→ DIRECTIONS: From the material below, keep only the lines that contain the word "ocean", and copy each of those lines in full.

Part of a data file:
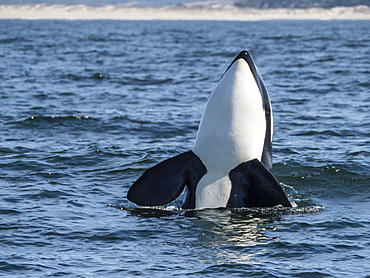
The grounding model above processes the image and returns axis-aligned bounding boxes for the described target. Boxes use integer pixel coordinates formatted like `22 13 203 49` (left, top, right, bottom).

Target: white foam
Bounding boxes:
0 4 370 21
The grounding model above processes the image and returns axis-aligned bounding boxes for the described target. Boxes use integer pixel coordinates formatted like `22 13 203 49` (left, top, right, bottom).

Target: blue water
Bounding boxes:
0 20 370 278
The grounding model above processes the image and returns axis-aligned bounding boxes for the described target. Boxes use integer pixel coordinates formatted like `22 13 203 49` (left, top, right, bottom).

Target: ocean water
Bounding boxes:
0 20 370 278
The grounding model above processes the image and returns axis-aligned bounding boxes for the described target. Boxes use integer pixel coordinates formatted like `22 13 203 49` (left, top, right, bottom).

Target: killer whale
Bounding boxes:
127 51 291 209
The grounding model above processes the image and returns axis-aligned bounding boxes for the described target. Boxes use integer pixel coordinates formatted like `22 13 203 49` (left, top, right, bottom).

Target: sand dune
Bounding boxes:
0 4 370 21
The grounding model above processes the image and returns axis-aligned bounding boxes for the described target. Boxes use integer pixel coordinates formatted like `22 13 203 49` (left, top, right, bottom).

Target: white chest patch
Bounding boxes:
193 59 266 208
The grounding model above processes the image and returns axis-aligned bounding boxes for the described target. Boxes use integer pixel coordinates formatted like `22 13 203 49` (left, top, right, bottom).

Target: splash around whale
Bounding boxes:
127 51 292 209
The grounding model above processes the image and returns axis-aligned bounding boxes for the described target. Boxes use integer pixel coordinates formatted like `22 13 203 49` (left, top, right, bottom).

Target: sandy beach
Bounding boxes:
0 4 370 21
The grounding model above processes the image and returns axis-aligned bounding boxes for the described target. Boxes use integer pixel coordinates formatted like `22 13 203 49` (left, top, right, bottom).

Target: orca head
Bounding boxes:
221 50 271 106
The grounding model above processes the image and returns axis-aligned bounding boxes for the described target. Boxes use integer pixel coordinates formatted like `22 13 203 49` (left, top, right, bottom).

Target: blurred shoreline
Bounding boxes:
0 4 370 21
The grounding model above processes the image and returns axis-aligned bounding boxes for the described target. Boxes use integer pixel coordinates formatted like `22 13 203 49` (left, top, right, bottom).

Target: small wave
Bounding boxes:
105 202 325 217
0 4 370 20
61 72 110 81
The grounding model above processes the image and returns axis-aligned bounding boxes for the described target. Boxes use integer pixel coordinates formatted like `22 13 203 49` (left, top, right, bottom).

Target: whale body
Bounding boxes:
127 51 291 209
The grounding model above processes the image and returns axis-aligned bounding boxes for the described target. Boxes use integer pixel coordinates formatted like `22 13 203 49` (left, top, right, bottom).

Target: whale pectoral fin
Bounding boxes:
227 159 292 207
127 151 206 206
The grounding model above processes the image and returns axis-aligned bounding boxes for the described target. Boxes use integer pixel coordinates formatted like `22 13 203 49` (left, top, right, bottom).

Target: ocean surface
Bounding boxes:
0 20 370 278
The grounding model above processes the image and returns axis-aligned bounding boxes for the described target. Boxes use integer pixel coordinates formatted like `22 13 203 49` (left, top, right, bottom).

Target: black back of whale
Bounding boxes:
127 151 291 209
127 51 291 209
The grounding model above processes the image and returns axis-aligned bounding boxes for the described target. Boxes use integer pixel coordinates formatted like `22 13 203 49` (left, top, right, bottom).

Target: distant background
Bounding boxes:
0 0 370 9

→ REPLY:
Target: ocean water
Target: ocean surface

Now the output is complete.